Recorded data
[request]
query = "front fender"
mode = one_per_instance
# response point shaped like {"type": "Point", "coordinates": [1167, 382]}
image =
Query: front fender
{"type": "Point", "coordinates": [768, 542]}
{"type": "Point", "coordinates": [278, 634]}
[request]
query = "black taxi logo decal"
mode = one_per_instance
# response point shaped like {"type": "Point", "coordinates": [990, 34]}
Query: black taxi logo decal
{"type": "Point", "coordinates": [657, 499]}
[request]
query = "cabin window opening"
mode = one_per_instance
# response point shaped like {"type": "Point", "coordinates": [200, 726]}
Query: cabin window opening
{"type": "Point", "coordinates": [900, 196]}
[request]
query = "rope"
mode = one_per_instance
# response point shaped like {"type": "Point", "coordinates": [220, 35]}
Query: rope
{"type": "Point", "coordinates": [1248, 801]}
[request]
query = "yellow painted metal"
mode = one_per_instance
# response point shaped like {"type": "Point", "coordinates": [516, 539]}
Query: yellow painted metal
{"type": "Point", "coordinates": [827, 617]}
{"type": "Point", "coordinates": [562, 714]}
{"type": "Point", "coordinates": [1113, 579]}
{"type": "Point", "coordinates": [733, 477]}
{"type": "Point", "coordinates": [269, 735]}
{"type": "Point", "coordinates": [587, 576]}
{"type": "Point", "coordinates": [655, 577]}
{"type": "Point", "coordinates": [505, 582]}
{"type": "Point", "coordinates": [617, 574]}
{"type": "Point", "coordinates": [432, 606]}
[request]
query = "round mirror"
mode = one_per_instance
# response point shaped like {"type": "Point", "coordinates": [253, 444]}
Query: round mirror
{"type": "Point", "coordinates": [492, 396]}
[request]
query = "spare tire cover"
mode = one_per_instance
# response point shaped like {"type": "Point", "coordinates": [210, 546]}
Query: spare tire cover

▸ TASK GOAL
Answer with one number only: how many lines in the data contain the word "shaped"?

▸ WRITTEN SOLUTION
7